--- SELECTED TEXT ---

`codec_generator` PROSE format

The following is a guide and specification for Prose, a custom output format. It is native to the codec_generator compiler project, meaning that it is not an established format with extant documentation. This document is intended to serve such a purpose.

Background

codec_generator is a project within the broad Tezos ecosystem, whose main product is a compiler framework written in OCaml. This compiler takes, as input, a set of data-encoding schema values, corresponding to the protocol-specific types defined throughout Octez. As output, it produces codecs.

A codec, in the general case, is a source-code module that defines a particular data-type and associated serialization/deserialization methods, intended to have a similar structure to the original type, and with the same encoding and decoding semantics and nuances as the original schema. Currently, support has been implemented for outputting Rust codecs, with support for TypeScript under active development as well.

A codec may also be a semi-formal description of the structural layout of a schema type, as is the case with the Prose output target.

---

INSTRUCTIONS
a) Quote the passage from the Prose format guide from "codec_generator is a" up to and including "development as well.", word for word.
b) Continue the Prose format guide from where it stops.

--- SOURCE DATA ---

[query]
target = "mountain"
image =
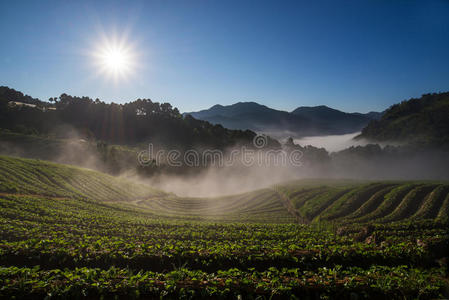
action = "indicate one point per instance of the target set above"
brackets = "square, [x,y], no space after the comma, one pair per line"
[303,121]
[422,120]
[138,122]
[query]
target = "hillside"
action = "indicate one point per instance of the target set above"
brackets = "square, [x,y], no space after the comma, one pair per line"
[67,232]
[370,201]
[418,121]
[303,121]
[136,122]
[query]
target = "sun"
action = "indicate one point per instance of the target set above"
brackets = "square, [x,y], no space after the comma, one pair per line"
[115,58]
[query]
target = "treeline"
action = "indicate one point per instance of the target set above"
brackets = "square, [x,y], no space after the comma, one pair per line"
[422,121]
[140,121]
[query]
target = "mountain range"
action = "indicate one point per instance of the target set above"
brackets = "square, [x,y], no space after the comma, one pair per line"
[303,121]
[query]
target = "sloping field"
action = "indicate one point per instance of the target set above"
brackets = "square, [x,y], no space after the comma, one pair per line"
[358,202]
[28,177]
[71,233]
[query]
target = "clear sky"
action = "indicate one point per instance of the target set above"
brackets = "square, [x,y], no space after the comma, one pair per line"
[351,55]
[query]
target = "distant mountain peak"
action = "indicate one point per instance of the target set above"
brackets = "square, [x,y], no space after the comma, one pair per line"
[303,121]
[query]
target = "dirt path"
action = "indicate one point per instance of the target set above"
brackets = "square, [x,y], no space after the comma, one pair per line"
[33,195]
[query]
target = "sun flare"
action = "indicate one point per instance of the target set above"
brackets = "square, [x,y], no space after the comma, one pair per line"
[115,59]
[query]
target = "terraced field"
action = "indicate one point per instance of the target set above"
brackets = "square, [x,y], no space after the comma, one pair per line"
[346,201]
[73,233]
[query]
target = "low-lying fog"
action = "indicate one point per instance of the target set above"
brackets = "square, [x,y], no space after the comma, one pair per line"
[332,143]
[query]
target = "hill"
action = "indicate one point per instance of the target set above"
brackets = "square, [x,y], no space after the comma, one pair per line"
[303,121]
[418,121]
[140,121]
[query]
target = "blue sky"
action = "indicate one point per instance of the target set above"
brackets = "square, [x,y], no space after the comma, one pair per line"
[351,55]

---
--- SOURCE DATA ---

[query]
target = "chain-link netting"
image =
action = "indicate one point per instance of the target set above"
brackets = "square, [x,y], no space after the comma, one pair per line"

---
--- SOURCE DATA ---

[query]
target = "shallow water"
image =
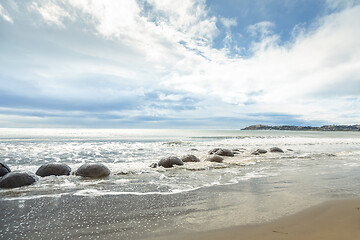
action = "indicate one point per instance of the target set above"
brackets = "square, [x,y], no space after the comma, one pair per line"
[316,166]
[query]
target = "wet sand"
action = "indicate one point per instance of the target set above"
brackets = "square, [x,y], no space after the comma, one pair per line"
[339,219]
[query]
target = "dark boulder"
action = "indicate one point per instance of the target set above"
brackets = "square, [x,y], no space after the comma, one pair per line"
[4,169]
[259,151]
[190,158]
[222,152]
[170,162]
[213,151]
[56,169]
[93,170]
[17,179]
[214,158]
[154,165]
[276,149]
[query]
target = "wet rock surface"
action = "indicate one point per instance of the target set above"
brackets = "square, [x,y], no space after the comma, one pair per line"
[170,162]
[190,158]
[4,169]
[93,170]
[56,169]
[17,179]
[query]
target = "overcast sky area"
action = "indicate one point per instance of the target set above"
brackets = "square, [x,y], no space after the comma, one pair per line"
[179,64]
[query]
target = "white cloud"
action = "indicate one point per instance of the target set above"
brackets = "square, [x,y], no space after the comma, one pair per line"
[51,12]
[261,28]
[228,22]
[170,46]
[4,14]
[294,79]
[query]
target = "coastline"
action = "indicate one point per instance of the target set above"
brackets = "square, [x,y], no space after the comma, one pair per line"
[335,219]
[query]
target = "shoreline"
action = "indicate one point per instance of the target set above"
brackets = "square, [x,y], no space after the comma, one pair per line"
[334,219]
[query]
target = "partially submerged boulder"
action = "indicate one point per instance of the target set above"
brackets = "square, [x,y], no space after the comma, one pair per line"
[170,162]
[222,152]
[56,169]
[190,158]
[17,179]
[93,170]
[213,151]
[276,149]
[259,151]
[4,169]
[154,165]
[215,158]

---

OUTPUTS BY TASK
a)
codec_generator is a project within the broad Tezos ecosystem, whose main product is a compiler framework written in OCaml. This compiler takes, as input, a set of data-encoding schema values, corresponding to the protocol-specific types defined throughout Octez. As output, it produces codecs.

A codec, in the general case, is a source-code module that defines a particular data-type and associated serialization/deserialization methods, intended to have a similar structure to the original type, and with the same encoding and decoding semantics and nuances as the original schema. Currently, support has been implemented for outputting Rust codecs, with support for TypeScript under active development as well.

b)
Motivation

At the time that Prose was originally implemented, the compiler framework itself was hard-coded for producing only Rust codecs. In light of this, it was important to add a new output target, to guard against over-specialization in the design of the compiler as it evolved further. As the process of implementing support for a completely new programming language would have been prohibitive, it was sufficient to instead invent a simple-enough target format, to serve as a proof-of-concept for the extensibility of the compiler beyond just Rust.

Beyond this, there are two practical purposes that Prose serves in its own right:

A Prose codec can be used as a prototype for development of hand-written code in languages currently unsupported by codec_generator; in this way, it can partially obviate the need for consulting the original schema, which can be difficult to decipher, and relies on familiarity with both OCaml and the data-encoding library.

Secondly, for the purposes of internal development of the codec_generator pipeline, Prose codec output can be used to debug the compiler itself: if there is an input schema that triggers an exception, or produces unexpected output for a different target language, the generated Prose codec is instrumental to determine the exact combination of properties that caused the failure.

How to Use

For developers working outside of codec_generator, there are two primary ways in which Prose codecs can be useful.

The first is as a diagnostic aid, through the script whatchanged.sh, packaged with the codec_generator repository. This script can be used to discover the concrete changes visible in the binary encoding of a type, across different protocol versions. If a field is added to a record, a variant is added to an enumerated type or discriminated union, or otherwise, some aspect of the serialization format is substantively different between two protocol versions, this script can report both what schemata were changed, and what those changes were.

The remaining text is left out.